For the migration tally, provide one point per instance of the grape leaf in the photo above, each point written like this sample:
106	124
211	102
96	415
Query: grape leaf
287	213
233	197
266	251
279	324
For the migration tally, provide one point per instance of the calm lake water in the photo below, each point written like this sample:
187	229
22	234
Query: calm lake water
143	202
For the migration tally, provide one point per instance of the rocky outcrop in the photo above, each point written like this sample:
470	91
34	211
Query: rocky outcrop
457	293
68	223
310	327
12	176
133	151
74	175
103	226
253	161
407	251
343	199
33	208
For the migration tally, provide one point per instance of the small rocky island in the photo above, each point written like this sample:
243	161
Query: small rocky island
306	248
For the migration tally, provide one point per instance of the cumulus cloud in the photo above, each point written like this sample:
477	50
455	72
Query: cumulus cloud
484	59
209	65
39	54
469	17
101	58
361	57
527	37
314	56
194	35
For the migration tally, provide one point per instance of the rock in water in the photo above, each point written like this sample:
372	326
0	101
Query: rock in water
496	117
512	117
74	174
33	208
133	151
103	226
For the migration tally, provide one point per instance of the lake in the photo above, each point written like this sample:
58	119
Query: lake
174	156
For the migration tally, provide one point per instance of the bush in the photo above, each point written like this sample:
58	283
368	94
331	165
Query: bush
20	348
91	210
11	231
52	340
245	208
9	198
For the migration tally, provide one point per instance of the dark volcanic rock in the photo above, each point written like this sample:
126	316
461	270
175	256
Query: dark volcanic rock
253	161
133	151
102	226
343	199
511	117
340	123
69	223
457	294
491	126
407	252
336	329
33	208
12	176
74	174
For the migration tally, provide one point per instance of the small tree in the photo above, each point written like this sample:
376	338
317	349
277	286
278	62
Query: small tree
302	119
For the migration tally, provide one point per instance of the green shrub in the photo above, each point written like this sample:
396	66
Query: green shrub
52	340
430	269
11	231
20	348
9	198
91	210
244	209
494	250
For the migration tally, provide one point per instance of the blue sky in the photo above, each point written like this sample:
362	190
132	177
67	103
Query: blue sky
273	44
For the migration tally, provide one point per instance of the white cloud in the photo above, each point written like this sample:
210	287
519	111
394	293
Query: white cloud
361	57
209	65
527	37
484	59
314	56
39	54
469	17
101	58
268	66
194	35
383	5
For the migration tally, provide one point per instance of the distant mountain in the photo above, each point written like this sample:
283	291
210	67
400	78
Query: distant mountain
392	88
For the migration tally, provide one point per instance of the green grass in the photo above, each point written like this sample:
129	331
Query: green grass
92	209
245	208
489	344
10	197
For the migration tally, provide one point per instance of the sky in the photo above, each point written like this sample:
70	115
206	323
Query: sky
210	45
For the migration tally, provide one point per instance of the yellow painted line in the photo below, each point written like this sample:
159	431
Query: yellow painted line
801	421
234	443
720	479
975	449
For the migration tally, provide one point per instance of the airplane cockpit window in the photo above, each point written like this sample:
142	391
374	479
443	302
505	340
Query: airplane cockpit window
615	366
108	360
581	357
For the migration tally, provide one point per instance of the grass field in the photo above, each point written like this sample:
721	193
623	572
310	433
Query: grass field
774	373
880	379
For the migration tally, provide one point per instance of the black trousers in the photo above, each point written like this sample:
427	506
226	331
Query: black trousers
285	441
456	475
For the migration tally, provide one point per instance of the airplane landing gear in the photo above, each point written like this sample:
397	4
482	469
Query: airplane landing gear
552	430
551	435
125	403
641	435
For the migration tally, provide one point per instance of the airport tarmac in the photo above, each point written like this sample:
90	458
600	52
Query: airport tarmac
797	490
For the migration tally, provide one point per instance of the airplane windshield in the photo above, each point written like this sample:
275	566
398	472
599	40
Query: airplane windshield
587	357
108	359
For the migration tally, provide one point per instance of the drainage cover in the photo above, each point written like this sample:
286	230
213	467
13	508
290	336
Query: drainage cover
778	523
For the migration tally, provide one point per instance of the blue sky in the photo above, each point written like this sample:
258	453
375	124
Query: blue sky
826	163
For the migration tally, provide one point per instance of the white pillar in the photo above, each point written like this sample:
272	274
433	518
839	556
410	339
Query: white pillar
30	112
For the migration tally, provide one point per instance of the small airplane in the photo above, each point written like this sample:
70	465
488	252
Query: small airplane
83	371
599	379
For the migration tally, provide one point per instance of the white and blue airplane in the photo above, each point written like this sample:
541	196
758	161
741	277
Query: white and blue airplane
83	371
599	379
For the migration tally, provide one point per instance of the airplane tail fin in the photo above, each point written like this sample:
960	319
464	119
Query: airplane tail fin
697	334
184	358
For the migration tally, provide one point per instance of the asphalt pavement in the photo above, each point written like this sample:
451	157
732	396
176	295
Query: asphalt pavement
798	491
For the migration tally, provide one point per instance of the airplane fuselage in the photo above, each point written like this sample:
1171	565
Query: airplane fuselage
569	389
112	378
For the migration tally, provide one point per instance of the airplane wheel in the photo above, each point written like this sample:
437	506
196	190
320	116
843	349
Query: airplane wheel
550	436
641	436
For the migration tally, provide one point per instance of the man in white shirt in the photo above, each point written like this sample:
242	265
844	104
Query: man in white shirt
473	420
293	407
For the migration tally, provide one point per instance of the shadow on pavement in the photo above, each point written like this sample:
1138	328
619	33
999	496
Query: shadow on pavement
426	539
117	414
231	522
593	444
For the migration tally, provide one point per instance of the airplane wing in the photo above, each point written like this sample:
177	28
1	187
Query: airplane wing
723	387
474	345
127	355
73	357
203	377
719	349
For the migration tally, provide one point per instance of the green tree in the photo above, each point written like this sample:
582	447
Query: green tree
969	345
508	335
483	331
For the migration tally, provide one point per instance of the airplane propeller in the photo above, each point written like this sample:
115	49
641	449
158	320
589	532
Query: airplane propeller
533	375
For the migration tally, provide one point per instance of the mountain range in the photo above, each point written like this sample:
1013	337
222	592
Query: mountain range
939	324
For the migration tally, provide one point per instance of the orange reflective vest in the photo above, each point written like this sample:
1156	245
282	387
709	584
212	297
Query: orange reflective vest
────
Copy from the entries only those lines that hold the word "vest".

# [Response for this exercise]
For the migration tally, provide one point per instance of the orange reflective vest in the photo above, each point written like this sample:
Query: orange reflective vest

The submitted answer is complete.